--- START ---
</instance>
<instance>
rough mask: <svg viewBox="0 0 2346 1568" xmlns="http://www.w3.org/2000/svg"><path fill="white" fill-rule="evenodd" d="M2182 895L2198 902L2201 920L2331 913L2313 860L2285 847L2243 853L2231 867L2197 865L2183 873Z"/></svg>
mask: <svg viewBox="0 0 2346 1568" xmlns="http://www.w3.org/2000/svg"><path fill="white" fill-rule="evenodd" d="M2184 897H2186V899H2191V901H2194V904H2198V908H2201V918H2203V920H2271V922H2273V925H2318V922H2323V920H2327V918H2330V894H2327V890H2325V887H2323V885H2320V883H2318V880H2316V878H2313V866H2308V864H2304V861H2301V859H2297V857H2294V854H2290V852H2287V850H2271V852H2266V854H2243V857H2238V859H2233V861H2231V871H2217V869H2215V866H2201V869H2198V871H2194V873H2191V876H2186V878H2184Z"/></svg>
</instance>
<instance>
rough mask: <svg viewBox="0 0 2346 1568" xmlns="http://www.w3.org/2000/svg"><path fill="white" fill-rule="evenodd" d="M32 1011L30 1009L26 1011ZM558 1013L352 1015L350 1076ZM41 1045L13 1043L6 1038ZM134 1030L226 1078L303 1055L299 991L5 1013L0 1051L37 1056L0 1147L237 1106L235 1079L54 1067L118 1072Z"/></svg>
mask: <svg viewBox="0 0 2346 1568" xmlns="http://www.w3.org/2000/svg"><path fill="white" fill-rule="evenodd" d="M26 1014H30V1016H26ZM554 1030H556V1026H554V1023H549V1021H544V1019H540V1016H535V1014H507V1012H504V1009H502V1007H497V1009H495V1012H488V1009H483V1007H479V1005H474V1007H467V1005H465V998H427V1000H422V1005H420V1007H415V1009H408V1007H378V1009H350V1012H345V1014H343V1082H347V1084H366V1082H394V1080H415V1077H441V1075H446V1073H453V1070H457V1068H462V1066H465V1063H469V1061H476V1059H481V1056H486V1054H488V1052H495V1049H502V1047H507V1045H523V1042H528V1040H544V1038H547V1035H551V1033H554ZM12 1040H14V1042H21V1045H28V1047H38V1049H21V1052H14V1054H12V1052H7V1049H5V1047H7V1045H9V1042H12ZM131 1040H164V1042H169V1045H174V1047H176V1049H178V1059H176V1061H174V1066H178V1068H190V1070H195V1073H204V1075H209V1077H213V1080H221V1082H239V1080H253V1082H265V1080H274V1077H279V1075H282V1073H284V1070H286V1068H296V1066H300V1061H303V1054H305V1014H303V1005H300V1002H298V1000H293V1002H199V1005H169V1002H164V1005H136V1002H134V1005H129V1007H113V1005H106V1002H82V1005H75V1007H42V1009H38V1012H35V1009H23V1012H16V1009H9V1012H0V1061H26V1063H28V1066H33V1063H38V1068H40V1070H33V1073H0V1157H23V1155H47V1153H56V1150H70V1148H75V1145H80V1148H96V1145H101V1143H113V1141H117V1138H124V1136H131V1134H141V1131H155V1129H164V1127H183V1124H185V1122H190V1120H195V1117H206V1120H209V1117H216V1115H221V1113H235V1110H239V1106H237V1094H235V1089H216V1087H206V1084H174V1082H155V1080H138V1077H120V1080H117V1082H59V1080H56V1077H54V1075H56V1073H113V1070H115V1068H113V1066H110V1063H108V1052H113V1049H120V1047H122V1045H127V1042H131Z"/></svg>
--- END ---
* Aim of the task *
Return every record above. Copy each one exactly.

* Output *
</instance>
<instance>
rough mask: <svg viewBox="0 0 2346 1568" xmlns="http://www.w3.org/2000/svg"><path fill="white" fill-rule="evenodd" d="M2182 895L2198 902L2201 920L2331 913L2313 860L2285 847L2243 853L2231 867L2197 865L2183 873Z"/></svg>
mask: <svg viewBox="0 0 2346 1568" xmlns="http://www.w3.org/2000/svg"><path fill="white" fill-rule="evenodd" d="M2184 897H2186V899H2191V901H2194V904H2198V908H2201V918H2203V920H2271V922H2273V925H2318V922H2323V920H2327V918H2330V894H2327V890H2325V887H2323V885H2320V883H2318V880H2316V878H2313V866H2308V864H2304V861H2301V859H2297V857H2294V854H2290V852H2287V850H2271V852H2266V854H2243V857H2238V859H2233V861H2231V871H2217V869H2215V866H2201V869H2198V871H2194V873H2191V876H2186V878H2184Z"/></svg>
</instance>
<instance>
rough mask: <svg viewBox="0 0 2346 1568" xmlns="http://www.w3.org/2000/svg"><path fill="white" fill-rule="evenodd" d="M32 1011L30 1009L26 1011ZM558 1013L352 1015L350 1076ZM41 1045L13 1043L6 1038ZM134 1030L226 1078L303 1055L299 991L5 1013L0 1051L37 1056L0 1147L237 1106L235 1079L54 1067L118 1072Z"/></svg>
mask: <svg viewBox="0 0 2346 1568" xmlns="http://www.w3.org/2000/svg"><path fill="white" fill-rule="evenodd" d="M26 1014H30V1016H26ZM554 1030H556V1026H554V1023H549V1021H544V1019H540V1016H535V1014H507V1012H504V1009H502V1007H497V1009H495V1012H488V1009H483V1007H479V1005H474V1007H467V1005H465V998H427V1000H422V1005H420V1007H415V1009H408V1007H378V1009H350V1012H345V1014H343V1082H347V1084H366V1082H394V1080H415V1077H441V1075H446V1073H453V1070H457V1068H462V1066H465V1063H469V1061H476V1059H481V1056H486V1054H488V1052H495V1049H502V1047H507V1045H523V1042H528V1040H544V1038H547V1035H551V1033H554ZM12 1040H14V1042H21V1045H28V1047H38V1049H21V1052H14V1054H12V1052H7V1049H5V1047H7V1045H9V1042H12ZM131 1040H164V1042H169V1045H174V1047H176V1049H178V1059H176V1061H174V1066H178V1068H190V1070H195V1073H204V1075H209V1077H213V1080H221V1082H239V1080H253V1082H265V1080H274V1077H279V1075H282V1073H284V1070H286V1068H296V1066H300V1061H303V1054H305V1014H303V1005H300V1002H298V1000H293V1002H199V1005H169V1002H164V1005H136V1002H134V1005H129V1007H113V1005H106V1002H82V1005H75V1007H42V1009H38V1012H35V1009H23V1012H16V1009H9V1012H0V1061H26V1063H28V1066H33V1063H38V1068H40V1070H33V1073H0V1157H23V1155H47V1153H56V1150H70V1148H75V1145H80V1148H96V1145H101V1143H113V1141H117V1138H124V1136H131V1134H141V1131H155V1129H164V1127H183V1124H185V1122H190V1120H195V1117H206V1120H209V1117H216V1115H221V1113H235V1110H239V1106H237V1094H235V1089H216V1087H206V1084H174V1082H155V1080H138V1077H120V1080H117V1082H59V1080H56V1077H54V1075H56V1073H113V1070H115V1068H113V1066H110V1063H108V1052H113V1049H120V1047H122V1045H127V1042H131Z"/></svg>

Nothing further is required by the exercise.